WHAT YOU WILL DO
Copy each of the lines below verbatim, character for character.

MATERIAL TO PROCESS
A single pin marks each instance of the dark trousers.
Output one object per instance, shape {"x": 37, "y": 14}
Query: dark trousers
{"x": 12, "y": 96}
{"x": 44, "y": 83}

FINAL ANSWER
A single pin marks each instance of the dark trousers.
Output one object per instance, shape {"x": 37, "y": 14}
Query: dark trousers
{"x": 12, "y": 96}
{"x": 44, "y": 83}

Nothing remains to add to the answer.